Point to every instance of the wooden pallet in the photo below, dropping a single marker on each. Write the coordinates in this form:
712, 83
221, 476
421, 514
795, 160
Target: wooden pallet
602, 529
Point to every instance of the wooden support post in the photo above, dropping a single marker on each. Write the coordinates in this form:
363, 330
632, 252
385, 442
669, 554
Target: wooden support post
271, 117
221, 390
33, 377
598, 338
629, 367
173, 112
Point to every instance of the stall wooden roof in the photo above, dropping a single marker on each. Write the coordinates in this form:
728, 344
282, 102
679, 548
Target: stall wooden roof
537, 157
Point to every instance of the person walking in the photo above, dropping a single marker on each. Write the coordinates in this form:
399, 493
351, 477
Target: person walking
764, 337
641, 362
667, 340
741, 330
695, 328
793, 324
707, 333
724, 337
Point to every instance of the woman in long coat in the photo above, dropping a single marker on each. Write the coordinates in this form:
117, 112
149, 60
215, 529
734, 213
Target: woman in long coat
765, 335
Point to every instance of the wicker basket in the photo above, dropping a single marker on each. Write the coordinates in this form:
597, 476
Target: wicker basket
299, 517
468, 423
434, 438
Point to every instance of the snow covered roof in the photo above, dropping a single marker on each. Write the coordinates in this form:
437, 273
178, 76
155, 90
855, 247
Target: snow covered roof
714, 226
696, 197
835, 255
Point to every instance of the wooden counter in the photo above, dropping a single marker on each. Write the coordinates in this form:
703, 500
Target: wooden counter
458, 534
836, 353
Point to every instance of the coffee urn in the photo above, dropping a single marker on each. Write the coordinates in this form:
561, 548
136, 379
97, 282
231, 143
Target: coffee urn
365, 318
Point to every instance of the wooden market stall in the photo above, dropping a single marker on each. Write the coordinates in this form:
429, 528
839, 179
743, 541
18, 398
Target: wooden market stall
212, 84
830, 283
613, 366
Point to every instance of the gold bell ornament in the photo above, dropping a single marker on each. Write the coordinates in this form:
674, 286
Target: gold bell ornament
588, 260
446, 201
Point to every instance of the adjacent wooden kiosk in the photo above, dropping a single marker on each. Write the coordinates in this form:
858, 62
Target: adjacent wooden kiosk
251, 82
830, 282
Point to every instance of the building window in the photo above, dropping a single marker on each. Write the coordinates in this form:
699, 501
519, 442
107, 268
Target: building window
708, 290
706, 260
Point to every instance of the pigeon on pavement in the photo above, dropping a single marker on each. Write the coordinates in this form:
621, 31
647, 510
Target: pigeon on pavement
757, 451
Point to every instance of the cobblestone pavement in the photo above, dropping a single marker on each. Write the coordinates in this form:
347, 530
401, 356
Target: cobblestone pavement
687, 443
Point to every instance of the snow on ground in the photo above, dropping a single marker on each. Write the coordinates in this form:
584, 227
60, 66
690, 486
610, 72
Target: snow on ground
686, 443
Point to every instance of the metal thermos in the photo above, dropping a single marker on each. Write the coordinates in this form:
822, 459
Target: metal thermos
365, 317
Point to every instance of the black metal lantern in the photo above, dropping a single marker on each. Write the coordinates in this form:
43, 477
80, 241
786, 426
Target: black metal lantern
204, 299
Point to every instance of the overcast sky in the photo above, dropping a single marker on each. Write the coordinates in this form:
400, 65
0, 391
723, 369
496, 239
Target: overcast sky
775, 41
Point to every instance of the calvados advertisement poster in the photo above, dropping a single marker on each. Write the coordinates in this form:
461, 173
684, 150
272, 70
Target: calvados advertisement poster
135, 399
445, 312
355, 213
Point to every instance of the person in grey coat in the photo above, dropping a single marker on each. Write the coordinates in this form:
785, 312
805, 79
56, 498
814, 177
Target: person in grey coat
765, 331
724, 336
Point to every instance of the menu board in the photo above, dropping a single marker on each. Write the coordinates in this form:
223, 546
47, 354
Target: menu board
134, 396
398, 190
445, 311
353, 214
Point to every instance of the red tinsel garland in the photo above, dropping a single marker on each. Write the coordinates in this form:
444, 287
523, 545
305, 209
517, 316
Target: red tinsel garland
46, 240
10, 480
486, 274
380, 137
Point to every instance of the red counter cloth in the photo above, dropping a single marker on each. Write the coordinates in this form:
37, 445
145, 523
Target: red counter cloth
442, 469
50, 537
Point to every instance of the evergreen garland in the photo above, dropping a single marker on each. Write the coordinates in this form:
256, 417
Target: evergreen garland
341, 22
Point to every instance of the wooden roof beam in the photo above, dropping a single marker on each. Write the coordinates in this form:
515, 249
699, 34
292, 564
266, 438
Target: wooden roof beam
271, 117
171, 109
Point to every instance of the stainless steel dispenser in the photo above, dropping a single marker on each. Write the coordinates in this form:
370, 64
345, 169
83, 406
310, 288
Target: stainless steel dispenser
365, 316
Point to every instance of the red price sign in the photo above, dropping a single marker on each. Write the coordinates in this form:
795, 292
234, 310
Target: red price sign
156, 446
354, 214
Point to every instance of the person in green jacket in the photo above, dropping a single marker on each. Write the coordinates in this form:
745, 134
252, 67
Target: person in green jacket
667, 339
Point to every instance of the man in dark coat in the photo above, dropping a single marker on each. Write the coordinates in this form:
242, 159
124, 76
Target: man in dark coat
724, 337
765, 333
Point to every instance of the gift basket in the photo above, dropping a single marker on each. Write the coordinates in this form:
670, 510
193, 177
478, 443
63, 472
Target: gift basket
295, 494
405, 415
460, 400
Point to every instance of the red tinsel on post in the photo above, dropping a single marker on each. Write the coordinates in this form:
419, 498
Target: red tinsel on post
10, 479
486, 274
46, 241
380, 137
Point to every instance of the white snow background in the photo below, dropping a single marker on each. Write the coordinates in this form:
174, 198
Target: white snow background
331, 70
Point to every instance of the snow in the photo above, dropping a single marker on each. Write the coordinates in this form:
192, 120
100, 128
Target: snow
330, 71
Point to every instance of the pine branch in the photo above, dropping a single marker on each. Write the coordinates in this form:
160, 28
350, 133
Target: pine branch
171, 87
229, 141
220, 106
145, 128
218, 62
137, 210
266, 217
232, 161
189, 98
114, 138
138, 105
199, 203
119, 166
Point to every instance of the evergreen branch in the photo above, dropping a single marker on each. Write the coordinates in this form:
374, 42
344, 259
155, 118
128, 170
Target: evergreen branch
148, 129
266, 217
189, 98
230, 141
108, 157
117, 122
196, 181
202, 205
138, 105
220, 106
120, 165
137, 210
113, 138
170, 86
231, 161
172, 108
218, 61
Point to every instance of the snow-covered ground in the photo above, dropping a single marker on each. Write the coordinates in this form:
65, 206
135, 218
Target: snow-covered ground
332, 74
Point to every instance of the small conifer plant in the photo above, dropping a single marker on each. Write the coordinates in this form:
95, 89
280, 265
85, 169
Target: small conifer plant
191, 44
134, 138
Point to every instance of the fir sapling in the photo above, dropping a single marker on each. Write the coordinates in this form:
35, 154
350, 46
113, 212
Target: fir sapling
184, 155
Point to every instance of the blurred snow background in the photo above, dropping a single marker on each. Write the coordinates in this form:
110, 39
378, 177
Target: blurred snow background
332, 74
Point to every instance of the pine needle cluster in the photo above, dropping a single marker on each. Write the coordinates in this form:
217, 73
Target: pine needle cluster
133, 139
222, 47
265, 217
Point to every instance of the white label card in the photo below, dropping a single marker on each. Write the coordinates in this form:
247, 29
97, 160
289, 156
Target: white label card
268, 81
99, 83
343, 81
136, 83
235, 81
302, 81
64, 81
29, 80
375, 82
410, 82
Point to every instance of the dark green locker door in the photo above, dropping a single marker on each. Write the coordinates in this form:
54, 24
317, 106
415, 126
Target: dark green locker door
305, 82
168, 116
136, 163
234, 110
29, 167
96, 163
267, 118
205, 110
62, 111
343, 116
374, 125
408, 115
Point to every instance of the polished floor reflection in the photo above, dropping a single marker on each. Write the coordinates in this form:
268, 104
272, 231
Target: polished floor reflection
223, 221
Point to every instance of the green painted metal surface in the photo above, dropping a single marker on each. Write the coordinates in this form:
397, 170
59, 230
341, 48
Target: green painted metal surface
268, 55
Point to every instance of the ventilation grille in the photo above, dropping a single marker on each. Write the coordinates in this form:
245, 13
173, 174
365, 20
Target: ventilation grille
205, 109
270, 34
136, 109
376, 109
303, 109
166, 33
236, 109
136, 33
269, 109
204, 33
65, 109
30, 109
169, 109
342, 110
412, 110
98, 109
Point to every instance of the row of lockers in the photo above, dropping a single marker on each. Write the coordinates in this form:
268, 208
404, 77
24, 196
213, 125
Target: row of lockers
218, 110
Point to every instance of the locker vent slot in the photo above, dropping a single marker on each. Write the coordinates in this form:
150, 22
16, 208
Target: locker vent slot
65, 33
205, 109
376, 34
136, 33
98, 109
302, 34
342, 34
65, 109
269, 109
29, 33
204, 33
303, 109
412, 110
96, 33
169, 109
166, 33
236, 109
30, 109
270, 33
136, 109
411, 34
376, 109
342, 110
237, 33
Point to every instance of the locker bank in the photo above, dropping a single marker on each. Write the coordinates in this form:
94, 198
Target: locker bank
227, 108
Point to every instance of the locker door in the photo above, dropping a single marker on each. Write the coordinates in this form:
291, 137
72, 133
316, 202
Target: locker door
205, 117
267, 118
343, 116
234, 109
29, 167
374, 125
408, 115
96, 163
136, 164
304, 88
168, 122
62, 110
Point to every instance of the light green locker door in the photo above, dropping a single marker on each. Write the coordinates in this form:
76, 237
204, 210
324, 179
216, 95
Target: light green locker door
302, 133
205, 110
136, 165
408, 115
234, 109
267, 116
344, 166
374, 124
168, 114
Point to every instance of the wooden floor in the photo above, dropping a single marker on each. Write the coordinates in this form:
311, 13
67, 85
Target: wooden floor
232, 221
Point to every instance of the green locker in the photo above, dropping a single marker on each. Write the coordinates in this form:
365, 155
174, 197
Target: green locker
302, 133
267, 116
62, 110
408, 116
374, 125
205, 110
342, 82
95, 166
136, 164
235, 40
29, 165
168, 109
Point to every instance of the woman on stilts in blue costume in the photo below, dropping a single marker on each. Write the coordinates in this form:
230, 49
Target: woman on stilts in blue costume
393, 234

========

Exercise task. Output the lines from the line containing "Point to every instance of the locker bank" to the end, both included; add nothing.

Reply.
Point to every instance of the locker bank in the photo above, dropping a single marker on each. Write the coordinates in this form:
94, 198
Target: locker bank
227, 108
Point to every instance of the locker door in the photo above, dropping a single marker on each. Write the coordinates in this form:
291, 137
72, 133
316, 202
Target: locker door
205, 117
267, 118
343, 116
234, 109
29, 167
374, 125
408, 115
96, 163
136, 164
304, 88
168, 122
62, 110
Point to every instance of the light green locker door in the photo above, dropping a single marker on each. Write the coordinates in this form:
76, 237
204, 210
324, 179
216, 95
Target: light green locker door
302, 133
205, 110
136, 165
408, 115
234, 109
267, 116
344, 166
374, 124
168, 114
Point to every instance of the wooden floor in the photo above, dropping a single marker on each. Write the coordinates in this form:
311, 13
67, 85
Target: wooden floor
232, 221
Point to every instance of the green locker in the photo above, dropping a single marker on each. Write the coordinates in this form:
365, 155
174, 197
Target: green locker
302, 133
267, 116
62, 110
408, 116
374, 125
205, 110
342, 82
95, 166
136, 164
235, 40
29, 165
168, 109
Point to every instance of the woman on stilts in blue costume in the photo below, dropping a single marker on each. Write the coordinates in this form:
230, 49
Target: woman on stilts in blue costume
393, 234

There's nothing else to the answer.